## Task statement
Gather every line of the entries below that contains the string "door" and copy each one out in full.

======== Entries ========

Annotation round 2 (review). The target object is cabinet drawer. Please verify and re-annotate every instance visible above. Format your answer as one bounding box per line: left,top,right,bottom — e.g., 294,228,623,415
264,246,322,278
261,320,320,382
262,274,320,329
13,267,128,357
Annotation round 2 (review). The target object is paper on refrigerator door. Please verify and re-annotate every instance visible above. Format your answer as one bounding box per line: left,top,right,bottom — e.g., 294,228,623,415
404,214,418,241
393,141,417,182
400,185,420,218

========
======== Entries ========

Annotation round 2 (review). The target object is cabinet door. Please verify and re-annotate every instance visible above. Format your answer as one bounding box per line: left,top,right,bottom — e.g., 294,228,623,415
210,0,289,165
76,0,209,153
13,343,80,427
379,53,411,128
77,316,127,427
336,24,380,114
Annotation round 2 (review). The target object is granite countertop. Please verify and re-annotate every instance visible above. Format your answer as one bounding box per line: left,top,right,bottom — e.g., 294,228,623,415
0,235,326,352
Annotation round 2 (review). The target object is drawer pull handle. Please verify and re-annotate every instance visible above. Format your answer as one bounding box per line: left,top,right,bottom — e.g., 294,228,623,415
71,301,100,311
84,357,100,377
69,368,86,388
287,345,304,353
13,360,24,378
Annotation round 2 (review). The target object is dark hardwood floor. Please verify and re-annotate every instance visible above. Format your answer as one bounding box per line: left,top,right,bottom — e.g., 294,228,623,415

========

## Finished answer
Annotation round 2 (review). The target object is paper on refrigerator door. Please verify and re-annotate every instance visible above. Format your answer as one bounding box per line: left,top,right,bottom — e.g., 294,228,623,415
Annotation round 2 (review). The target object is cabinet door. Please verify and re-annotate every instance visible above. Format your answer as one bounding box per line: left,top,right,bottom — e.g., 294,228,623,415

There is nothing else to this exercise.